*** Text extract ***
Skip to main content

Recover RDKit molecules, charges, SMILES, InChI, and InChIKey from XYZ coordinates with candidate charge inference.

Project description

xyzrecover

xyzrecover is a small RDKit-based package for recovering molecular identifiers from XYZ coordinate files when the bond graph and charge were lost.

It is designed for batches of XYZ files that may contain one molecule, multiple disconnected covalent molecules, or multi-frame XYZ blocks. It uses RDKit's native rdDetermineBonds / xyz2mol implementation to infer connectivity and bond orders, then emits canonical SMILES, explicit-H SMILES, formal charge, formula, InChI, and InChIKey.

Important limitation

XYZ files do not contain bond orders, formal charges, spin state, resonance choice, protonation intent, or non-covalent association metadata. For some geometries, more than one chemically valid assignment is possible. xyzrecover therefore searches candidate charges, scores the successful assignments, and includes alternates in the output instead of pretending the answer is always unique.

When you know the total charge, pass it. That is the single most useful constraint.

RDKit's valence model only handles main-group organic elements. Components containing metals or noble gases are reported with status="unsupported" and smiles=None rather than perceived, because RDKit would otherwise return a silently wrong structure at high confidence (a lone Na⁺ comes back as [NaH]). The supported set is DEFAULT_SUPPORTED_ELEMENTS; override it via PerceptionConfig(supported_elements=...), or disable the check with restrict_to_supported_elements=False (CLI: --no-element-check).

The one exception is ionic metal counterions: an isolated group 1 / group 2 metal atom (Na, K, Li, Ca, Mg, …) is recovered directly as its ion ([Na+], [Ca+2]) using the group oxidation state, bypassing RDKit. Such atoms are split out of any short ionic contact first, so a salt like Na⁺·methyl-phosphate⁻ recovers the metal as [Na+] and perceives the anion separately, and (when you pass total_charge) the charge is balanced across the ion and the anion. This is on by default; disable with recover_ionic_metals=False (CLI: --no-ionic-metals). Transition metals and multi-atom metal fragments are still reported unsupported.

Install

python -m pip install rdkit
python -m pip install -e .
*** Items ***
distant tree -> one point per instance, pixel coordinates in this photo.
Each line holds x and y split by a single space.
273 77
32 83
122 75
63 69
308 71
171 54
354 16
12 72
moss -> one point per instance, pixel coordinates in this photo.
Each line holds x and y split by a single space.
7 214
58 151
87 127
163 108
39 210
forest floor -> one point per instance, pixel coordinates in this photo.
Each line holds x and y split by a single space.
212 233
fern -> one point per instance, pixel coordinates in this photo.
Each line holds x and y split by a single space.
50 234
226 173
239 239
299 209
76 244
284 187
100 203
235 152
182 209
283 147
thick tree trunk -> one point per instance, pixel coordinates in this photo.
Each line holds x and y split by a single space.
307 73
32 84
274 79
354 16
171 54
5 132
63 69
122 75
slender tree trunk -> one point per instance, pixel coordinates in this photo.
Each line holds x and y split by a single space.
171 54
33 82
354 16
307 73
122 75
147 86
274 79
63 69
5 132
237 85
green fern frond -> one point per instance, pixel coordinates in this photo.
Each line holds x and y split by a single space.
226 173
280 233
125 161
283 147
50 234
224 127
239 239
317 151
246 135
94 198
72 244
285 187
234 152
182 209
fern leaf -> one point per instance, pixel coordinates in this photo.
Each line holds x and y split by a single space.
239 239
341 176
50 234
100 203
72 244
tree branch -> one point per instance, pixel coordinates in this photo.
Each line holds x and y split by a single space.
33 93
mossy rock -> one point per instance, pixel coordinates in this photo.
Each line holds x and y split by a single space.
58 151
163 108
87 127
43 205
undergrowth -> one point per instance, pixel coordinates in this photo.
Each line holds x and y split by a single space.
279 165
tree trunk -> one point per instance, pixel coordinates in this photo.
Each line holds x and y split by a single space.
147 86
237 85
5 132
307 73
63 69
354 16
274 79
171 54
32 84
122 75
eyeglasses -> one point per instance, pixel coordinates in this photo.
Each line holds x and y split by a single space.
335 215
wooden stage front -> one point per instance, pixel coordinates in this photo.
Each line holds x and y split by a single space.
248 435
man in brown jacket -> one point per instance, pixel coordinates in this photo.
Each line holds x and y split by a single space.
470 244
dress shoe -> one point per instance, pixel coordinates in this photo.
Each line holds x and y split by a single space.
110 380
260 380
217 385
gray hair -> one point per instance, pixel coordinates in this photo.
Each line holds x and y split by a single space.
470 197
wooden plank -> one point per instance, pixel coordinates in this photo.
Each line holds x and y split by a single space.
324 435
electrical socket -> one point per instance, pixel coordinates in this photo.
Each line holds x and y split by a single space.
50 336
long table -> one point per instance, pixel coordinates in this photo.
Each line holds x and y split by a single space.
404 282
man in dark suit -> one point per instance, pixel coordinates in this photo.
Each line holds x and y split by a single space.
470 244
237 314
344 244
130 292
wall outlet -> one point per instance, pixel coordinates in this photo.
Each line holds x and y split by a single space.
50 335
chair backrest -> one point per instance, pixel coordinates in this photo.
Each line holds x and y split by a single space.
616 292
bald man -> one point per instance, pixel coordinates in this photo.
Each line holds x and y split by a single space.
***
→ Problem statement
Decide whether each statement agrees with the xyzrecover project description: (a) an isolated sodium atom is reported as unsupported with no SMILES; (b) transition metals are reported as unsupported; (c) the package gives only one assignment per geometry. Answer yes or no for each and quote the words of the description that settle it.

→ Result
(a) No: "an isolated group 1 / group 2 metal atom (Na, K, Li, Ca, Mg, …) is recovered directly as its ion ([Na+], [Ca+2]) using the group oxidation state, bypassing RDKit."
(b) Yes: "Transition metals and multi-atom metal fragments are still reported unsupported."
(c) No: "includes alternates in the output instead of pretending the answer is always unique."